◆ Objective
Reproduce verbatim the lines of the records below, beginning with the line that contains "Where can the woman holding" and continuing through the end of the records, with both ends included.

>> Start

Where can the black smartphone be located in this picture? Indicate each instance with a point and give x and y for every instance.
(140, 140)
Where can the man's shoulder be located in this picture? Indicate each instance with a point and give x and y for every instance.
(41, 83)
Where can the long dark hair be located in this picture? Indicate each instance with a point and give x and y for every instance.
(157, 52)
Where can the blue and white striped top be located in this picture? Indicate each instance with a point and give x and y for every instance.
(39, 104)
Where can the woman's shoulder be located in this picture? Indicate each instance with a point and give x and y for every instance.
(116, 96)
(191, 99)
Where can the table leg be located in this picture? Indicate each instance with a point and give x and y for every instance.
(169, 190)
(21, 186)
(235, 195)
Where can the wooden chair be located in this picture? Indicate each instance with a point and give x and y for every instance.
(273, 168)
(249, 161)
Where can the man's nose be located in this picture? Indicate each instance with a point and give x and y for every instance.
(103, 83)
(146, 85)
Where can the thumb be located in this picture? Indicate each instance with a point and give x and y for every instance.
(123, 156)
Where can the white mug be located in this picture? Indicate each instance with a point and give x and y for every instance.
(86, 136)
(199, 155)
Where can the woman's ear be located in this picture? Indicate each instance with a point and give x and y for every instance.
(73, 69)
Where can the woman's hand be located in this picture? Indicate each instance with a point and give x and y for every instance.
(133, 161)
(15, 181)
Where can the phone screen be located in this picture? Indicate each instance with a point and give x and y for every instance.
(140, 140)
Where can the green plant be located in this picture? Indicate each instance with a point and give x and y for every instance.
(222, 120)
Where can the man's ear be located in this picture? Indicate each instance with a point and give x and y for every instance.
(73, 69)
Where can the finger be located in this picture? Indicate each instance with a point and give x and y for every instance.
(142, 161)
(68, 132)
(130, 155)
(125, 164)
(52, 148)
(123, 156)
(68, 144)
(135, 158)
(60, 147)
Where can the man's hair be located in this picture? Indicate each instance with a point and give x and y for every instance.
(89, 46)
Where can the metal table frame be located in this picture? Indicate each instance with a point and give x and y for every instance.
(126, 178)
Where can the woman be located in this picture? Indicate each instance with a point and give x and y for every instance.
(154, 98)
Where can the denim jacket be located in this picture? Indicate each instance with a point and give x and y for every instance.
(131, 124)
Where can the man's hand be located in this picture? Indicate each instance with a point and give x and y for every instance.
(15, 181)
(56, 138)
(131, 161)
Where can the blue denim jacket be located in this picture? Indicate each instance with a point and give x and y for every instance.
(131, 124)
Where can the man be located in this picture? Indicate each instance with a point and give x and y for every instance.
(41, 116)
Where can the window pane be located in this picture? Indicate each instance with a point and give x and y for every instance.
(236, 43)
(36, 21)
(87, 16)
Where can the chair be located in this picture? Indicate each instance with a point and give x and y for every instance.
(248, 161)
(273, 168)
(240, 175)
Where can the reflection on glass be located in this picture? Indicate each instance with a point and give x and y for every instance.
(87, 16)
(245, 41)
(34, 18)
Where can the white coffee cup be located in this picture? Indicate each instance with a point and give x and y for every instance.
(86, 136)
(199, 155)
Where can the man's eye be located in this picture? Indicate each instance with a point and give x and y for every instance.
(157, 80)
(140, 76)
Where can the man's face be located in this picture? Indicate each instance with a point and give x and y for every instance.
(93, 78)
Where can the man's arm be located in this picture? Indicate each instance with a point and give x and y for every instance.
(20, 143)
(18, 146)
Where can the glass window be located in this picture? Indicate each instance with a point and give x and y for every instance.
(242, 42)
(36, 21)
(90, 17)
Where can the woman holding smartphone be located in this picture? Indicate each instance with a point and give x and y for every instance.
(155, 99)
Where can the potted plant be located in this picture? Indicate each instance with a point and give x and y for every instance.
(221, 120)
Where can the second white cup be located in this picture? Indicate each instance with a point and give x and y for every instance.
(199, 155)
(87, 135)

>> End

◆ Problem solution
Where can the woman holding smartphone be located in this picture? Indicate each instance with a point and give x and y for every instance.
(155, 99)
Where can the potted plant be located in this picture? Indicate each instance with a point and give x and y for every instance.
(221, 120)
Where can the second white cup be located in this picture? Indicate each instance with a point and give x and y for every instance.
(199, 155)
(87, 135)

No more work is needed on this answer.